◆ Your task: When you find the word "hand" in a line of the entries, please copy the whole line.

◆ Data provided:
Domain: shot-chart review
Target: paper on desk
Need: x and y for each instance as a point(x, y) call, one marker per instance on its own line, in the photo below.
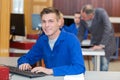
point(74, 77)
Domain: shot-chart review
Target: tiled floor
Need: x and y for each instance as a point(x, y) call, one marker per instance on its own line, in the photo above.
point(113, 66)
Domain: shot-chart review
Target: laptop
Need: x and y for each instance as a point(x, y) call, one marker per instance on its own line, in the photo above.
point(16, 70)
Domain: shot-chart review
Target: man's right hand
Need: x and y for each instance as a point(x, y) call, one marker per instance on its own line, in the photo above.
point(25, 66)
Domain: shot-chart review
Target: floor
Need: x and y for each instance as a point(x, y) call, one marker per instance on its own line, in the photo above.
point(113, 66)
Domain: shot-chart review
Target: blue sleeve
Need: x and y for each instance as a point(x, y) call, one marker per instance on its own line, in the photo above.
point(77, 62)
point(32, 56)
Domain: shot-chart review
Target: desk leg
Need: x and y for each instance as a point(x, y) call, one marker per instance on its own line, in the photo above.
point(97, 63)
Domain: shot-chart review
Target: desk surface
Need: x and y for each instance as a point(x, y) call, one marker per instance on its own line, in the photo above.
point(89, 75)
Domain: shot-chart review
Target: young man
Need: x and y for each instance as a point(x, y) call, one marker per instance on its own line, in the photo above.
point(60, 50)
point(102, 32)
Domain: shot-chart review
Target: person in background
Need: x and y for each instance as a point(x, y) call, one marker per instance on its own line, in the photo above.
point(102, 32)
point(75, 27)
point(60, 50)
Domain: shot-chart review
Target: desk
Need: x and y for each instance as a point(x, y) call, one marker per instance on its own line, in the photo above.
point(89, 75)
point(86, 52)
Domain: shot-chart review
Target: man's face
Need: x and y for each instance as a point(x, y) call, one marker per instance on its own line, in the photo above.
point(77, 18)
point(86, 17)
point(50, 24)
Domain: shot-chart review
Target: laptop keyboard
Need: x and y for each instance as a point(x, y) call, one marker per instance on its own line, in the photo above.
point(28, 73)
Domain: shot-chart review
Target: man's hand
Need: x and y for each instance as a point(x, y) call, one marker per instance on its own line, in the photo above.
point(25, 66)
point(42, 69)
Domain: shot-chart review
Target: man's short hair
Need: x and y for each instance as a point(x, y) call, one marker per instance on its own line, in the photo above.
point(88, 9)
point(50, 10)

◆ Answer to this task:
Target: man's right hand
Target: man's hand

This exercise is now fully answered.